表演者: The Milo Fine Free Jazz Ensemble

专辑类型: Box set

介质: 3xCD

发行时间: 1998-9-25

唱片数: 3

出版者: Shihshihwuai

条形码: 0786497391127

专辑简介


The ubiquitous multi-instrumentalist Milo Fine gives us three CDs' worth of recordings from two nights of concerts in 1998 at Augsburg College in Minneapolis, MN. Fine's music is always self-indulgent, and almost always pretentious. That said, depending on the people he's playing with -- in this case the settings are trios and quartets -- he can either dazzle the imagination or bore one to tears with equal aplomb. Thankfully, most of the material on the Milo Fine Free Jazz Ensemble's Surges/Suspensions, Comme Toujours, falls into the former category. Forgoing his usual fury-in-a-teacup beginning, the improvisations here are built from stark elements and miniscule tonal clusters. The sonorities that surrey forth become the building blocks of horizontal rather than vertical ideas, making for a wider, non-hierarchical sonic palette to extract a communicable language from.

→ **Source excerpt**:
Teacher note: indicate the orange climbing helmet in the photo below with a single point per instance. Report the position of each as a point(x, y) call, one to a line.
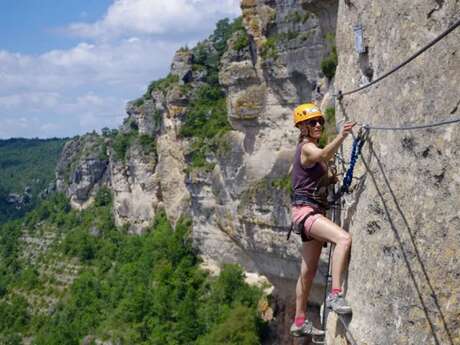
point(306, 111)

→ **Short task 1**: Condense the paragraph of the album description that begins "The ubiquitous multi-instrumentalist" into a shorter version that keeps its main facts.
→ **Short task 2**: Reproduce the album description word for word from "The ubiquitous multi-instrumentalist" to "communicable language from.".
→ **Short task 3**: According to the album description, at what venue were the concerts on this set recorded?

→ **Exercise result 1**: Milo Fine's three-CD set collects recordings from two nights of 1998 concerts at Augsburg College in Minneapolis, MN, played in trio and quartet settings. His music is always self-indulgent and almost always pretentious, and depending on his fellow players it either dazzles or bores. Most of Surges/Suspensions, Comme Toujours dazzles. Instead of his usual fury-in-a-teacup opening, the improvisations grow from stark elements and tiny tonal clusters that serve as building blocks for horizontal rather than vertical ideas. The result is a wider, non-hierarchical sonic palette.

→ **Exercise result 2**:
The ubiquitous multi-instrumentalist Milo Fine gives us three CDs' worth of recordings from two nights of concerts in 1998 at Augsburg College in Minneapolis, MN. Fine's music is always self-indulgent, and almost always pretentious. That said, depending on the people he's playing with -- in this case the settings are trios and quartets -- he can either dazzle the imagination or bore one to tears with equal aplomb. Thankfully, most of the material on the Milo Fine Free Jazz Ensemble's Surges/Suspensions, Comme Toujours, falls into the former category. Forgoing his usual fury-in-a-teacup beginning, the improvisations here are built from stark elements and miniscule tonal clusters. The sonorities that surrey forth become the building blocks of horizontal rather than vertical ideas, making for a wider, non-hierarchical sonic palette to extract a communicable language from.

→ **Exercise result 3**: Augsburg College in Minneapolis, MN.